[start of PROVIDED MATERIAL]

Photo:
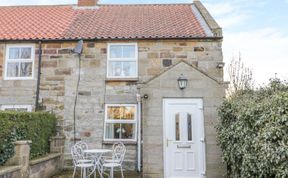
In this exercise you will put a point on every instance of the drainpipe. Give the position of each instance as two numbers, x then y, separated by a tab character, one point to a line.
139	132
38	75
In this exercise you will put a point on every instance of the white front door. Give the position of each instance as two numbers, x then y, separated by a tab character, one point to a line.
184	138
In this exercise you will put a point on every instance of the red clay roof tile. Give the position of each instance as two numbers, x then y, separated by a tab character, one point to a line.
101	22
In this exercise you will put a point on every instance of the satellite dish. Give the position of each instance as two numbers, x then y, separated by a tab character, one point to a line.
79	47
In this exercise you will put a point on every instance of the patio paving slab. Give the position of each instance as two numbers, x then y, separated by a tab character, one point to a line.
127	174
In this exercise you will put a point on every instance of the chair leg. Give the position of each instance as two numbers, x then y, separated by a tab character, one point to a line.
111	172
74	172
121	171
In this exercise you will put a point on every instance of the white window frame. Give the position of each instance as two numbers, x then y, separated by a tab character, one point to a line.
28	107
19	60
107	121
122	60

[end of PROVIDED MATERIAL]
[start of PROVIDED MATERIAL]

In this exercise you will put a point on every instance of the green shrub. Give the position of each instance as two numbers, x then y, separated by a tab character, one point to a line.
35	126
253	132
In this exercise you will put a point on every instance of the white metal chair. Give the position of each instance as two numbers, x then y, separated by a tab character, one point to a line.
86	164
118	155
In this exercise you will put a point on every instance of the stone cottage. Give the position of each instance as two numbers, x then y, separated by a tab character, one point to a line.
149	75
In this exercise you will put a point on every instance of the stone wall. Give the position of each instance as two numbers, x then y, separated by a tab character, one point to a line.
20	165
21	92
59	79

[end of PROVIDED MATERIAL]

- _EXERCISE GOAL_
State how many lines in the records above contain the word "white". Reply with the number alone.

- _OUTPUT_
3